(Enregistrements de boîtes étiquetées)
((

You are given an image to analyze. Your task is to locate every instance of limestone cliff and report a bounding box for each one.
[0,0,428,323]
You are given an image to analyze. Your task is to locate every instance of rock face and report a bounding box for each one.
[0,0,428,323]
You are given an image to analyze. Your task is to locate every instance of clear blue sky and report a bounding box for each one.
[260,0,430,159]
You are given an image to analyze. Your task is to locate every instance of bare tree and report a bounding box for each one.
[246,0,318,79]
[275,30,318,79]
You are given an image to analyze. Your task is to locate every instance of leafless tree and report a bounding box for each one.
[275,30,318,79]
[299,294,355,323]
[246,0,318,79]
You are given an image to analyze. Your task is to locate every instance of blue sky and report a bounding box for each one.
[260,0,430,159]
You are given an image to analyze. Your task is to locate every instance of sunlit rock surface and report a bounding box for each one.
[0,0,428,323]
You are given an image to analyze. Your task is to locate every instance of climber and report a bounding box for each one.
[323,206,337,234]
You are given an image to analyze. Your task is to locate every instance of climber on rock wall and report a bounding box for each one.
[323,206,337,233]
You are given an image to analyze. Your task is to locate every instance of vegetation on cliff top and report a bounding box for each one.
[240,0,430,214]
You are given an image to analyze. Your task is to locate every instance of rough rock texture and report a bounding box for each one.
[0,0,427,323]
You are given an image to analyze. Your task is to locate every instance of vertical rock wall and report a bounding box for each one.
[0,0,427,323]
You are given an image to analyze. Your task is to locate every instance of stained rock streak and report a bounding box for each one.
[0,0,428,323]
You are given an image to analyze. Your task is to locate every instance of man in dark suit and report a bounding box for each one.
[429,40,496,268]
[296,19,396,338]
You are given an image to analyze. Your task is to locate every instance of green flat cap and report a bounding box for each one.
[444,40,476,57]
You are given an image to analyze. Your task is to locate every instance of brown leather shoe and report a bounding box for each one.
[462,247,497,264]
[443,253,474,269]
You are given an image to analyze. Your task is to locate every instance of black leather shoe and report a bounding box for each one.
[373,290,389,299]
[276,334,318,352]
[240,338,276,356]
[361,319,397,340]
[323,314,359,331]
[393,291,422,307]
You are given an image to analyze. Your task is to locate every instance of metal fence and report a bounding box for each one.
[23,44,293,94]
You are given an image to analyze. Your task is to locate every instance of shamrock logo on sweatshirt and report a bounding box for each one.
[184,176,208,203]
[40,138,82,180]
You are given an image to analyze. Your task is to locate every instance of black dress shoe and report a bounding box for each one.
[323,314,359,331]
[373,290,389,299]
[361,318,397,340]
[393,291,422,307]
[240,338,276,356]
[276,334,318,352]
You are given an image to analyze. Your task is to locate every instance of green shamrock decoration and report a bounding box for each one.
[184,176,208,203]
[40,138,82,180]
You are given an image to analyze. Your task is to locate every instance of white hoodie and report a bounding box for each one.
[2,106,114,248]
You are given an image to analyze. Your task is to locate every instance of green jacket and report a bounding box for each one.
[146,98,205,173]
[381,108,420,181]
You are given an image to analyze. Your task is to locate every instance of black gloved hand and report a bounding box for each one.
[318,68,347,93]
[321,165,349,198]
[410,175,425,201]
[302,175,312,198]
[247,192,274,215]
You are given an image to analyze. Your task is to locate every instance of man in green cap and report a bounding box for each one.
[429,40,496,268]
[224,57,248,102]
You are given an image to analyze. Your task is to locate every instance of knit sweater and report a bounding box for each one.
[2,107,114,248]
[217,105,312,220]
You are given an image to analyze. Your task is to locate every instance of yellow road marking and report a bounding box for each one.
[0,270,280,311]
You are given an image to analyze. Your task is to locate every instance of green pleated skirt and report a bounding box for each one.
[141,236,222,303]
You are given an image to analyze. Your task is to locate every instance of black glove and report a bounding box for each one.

))

▶ [OBJECTIF DE LA TÂCHE]: Relevez chaque ligne des enregistrements ci-dessus qui contient le mot "leather", en la recopiant intégralement.

▶ [TÂCHE ACCOMPLIE]:
You are given an image to analyze. Your task is to locate every instance of brown leather shoe and report a bounding box for each one.
You are given an image to analyze. Your task is to locate every instance of black leather shoe and report a bounding box for each one.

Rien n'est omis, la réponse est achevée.